▶ [GOAL OF THE EXERCISE]:
From the rows below, pull out each line that contains the string "ceramic", and treat uppercase and lowercase letters as different.

▶ [DATA LISTING]:

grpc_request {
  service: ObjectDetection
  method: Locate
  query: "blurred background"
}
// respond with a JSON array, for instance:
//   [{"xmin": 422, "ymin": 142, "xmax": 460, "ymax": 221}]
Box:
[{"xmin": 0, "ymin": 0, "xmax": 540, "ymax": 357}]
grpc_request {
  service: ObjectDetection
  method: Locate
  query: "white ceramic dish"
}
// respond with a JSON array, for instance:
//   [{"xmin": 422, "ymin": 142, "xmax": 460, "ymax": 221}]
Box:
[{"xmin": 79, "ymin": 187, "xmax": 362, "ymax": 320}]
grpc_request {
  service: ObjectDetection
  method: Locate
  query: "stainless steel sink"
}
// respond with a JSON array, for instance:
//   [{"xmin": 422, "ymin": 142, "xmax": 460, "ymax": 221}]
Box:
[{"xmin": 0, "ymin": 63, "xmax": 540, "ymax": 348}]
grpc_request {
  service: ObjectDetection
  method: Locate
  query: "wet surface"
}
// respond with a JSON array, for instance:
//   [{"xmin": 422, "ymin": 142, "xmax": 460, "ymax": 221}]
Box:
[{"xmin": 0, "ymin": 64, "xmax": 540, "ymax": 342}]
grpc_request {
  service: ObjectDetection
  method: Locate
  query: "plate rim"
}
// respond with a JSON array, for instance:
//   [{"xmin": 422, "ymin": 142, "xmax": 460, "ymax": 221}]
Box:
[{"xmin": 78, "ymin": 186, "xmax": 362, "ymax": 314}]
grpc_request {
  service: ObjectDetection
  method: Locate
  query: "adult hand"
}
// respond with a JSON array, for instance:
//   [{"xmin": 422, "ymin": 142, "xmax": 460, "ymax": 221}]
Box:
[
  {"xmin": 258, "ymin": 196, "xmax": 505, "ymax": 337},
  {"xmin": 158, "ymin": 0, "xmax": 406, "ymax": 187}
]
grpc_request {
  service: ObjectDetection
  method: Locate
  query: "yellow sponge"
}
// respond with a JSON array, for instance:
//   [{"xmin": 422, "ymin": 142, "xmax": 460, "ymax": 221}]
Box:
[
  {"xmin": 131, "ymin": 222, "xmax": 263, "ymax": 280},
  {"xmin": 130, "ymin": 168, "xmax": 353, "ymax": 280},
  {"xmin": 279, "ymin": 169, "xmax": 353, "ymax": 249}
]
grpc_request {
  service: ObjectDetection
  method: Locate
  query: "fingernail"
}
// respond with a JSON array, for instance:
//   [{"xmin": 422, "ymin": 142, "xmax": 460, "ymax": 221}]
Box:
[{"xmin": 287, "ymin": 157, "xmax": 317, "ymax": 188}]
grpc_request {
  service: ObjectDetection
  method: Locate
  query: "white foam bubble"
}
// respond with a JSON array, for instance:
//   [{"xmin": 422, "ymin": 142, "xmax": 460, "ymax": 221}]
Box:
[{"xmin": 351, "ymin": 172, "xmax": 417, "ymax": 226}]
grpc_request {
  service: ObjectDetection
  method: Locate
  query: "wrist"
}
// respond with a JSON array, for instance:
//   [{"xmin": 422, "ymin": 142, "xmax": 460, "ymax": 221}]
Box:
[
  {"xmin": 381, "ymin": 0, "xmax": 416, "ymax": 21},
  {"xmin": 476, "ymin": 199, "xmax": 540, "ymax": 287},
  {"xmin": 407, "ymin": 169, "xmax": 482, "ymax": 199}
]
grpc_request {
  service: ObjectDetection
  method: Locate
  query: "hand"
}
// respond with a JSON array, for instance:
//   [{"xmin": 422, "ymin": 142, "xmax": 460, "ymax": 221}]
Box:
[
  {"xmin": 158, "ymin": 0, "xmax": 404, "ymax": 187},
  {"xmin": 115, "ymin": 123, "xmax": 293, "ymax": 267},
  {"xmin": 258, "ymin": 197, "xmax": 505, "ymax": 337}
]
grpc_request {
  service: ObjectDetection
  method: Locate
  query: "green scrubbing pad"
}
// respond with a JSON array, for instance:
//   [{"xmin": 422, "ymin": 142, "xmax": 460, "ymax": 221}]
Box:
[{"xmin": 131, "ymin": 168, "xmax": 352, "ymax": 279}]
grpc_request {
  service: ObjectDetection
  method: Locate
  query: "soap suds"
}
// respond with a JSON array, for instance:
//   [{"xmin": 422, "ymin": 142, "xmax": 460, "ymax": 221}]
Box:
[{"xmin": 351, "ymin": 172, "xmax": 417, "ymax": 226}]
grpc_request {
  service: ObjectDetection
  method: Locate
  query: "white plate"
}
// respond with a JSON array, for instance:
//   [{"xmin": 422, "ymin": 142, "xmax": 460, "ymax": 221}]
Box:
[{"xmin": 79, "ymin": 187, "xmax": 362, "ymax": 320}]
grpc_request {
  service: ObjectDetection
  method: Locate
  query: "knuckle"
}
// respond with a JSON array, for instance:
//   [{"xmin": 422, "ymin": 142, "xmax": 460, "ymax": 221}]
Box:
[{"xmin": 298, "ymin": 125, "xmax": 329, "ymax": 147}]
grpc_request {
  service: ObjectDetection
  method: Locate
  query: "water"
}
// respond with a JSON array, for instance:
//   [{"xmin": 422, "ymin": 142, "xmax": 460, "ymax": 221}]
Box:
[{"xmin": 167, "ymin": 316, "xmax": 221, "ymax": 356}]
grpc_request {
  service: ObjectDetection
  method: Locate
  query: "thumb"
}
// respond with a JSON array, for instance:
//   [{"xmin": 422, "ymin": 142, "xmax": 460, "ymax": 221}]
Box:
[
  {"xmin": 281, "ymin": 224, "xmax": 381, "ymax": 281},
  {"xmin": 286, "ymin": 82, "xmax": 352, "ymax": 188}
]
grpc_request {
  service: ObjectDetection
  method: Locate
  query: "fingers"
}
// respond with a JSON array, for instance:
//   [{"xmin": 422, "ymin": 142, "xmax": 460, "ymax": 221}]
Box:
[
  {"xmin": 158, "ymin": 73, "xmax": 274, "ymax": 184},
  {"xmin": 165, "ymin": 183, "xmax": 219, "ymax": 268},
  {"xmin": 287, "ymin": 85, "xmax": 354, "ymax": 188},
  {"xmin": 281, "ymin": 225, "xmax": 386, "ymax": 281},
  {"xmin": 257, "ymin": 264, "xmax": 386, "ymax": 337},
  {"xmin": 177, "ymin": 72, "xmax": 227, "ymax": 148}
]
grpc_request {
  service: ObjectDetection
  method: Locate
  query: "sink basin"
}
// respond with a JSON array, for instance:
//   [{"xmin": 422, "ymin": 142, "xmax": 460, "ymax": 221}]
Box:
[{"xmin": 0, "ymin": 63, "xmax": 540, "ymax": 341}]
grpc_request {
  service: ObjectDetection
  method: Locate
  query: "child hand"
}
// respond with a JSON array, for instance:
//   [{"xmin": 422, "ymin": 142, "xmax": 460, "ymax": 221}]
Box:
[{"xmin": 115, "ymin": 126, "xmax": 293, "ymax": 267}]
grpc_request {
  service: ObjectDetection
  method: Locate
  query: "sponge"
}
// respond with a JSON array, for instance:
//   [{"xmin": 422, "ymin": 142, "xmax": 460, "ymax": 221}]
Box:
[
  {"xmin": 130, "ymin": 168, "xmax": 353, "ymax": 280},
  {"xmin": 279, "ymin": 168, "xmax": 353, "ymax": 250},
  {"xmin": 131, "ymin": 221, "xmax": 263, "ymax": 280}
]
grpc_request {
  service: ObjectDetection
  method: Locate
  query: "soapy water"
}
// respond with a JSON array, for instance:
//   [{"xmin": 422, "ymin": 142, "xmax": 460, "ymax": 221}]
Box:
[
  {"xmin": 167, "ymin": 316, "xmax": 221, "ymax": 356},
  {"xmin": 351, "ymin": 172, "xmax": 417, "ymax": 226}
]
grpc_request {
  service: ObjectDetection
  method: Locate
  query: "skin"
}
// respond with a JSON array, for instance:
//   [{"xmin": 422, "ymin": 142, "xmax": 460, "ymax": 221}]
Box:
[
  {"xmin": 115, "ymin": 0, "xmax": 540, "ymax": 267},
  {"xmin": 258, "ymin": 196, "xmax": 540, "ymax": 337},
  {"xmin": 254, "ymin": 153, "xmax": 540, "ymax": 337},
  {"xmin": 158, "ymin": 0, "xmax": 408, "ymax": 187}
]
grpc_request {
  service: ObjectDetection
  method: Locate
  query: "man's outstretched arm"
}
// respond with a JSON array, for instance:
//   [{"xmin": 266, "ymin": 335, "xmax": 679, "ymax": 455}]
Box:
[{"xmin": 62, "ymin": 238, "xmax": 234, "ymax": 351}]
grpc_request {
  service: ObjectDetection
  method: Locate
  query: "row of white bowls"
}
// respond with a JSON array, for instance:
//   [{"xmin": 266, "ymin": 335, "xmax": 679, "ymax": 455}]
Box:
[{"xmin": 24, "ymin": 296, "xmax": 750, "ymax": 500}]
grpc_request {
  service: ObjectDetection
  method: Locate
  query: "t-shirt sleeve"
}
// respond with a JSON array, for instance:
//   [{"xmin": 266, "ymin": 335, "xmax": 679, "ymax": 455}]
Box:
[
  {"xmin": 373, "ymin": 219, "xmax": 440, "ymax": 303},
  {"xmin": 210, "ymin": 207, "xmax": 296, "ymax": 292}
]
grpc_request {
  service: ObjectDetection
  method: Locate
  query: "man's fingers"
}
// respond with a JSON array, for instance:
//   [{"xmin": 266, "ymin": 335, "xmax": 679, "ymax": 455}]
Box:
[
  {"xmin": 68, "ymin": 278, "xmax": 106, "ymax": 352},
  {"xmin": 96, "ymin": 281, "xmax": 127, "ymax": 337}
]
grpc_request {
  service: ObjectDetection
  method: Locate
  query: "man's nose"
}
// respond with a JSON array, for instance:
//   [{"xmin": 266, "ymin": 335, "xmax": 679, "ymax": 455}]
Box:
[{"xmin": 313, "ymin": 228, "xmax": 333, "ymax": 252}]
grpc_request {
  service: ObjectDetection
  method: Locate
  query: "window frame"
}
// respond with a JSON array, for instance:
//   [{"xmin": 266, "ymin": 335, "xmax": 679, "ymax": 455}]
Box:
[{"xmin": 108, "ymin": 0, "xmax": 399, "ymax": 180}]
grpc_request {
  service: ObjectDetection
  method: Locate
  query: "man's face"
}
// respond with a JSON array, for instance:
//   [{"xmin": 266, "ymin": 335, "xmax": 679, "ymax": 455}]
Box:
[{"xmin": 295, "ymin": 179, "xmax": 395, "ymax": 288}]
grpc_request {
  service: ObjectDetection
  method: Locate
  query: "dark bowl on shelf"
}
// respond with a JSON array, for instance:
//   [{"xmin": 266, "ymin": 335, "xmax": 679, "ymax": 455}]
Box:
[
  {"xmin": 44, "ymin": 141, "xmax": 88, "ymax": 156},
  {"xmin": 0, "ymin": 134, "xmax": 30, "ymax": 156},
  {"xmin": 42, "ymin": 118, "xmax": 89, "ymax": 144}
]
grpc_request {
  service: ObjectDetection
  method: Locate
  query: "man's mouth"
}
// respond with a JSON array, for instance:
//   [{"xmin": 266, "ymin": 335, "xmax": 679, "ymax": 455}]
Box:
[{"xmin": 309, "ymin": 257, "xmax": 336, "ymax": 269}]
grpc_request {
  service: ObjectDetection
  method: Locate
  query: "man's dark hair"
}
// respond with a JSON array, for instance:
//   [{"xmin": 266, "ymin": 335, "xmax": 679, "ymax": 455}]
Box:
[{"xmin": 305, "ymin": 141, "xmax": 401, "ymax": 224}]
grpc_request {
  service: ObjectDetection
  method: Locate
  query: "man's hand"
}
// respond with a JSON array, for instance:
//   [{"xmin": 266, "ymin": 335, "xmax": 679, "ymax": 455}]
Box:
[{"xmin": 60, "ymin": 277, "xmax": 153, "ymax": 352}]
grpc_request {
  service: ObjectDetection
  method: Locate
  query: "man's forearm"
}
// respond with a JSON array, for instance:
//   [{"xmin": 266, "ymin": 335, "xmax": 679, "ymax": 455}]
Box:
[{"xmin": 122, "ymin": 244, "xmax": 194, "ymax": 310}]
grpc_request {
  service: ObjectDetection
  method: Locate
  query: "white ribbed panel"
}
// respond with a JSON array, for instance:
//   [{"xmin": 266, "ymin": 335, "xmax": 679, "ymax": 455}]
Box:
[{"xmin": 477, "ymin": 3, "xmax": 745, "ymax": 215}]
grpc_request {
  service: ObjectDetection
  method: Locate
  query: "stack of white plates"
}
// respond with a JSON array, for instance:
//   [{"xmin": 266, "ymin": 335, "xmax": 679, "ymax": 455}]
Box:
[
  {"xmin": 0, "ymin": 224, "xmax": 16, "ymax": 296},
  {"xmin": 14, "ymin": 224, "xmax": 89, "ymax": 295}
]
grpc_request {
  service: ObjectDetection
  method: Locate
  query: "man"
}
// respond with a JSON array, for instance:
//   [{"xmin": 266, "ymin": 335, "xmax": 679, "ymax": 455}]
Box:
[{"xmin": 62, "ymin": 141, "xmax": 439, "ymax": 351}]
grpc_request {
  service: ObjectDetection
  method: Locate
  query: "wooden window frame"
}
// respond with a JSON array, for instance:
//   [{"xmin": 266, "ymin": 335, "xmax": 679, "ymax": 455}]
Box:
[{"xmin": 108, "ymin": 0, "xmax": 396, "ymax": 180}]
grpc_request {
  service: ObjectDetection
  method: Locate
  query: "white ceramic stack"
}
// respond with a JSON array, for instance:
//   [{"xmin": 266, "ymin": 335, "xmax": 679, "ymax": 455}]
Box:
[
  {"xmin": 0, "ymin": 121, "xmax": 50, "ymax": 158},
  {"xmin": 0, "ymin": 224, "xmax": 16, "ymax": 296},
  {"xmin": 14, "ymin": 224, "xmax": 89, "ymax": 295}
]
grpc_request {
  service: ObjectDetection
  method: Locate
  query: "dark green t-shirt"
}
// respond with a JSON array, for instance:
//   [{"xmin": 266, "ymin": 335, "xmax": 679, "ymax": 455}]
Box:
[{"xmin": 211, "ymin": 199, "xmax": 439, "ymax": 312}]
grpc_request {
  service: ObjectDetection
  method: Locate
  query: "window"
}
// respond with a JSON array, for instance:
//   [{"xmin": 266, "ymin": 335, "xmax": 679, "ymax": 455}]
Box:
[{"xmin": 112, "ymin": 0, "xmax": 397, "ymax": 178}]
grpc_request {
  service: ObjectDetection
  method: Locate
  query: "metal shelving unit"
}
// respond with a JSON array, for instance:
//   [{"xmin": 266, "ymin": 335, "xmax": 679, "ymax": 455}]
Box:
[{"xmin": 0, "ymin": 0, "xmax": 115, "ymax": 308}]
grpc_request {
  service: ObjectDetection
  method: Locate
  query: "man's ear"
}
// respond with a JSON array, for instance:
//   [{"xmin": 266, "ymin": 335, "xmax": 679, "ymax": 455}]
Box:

▶ [COMPLETE OUTPUT]:
  query: "white ceramic dish"
  query: "white ceramic stack"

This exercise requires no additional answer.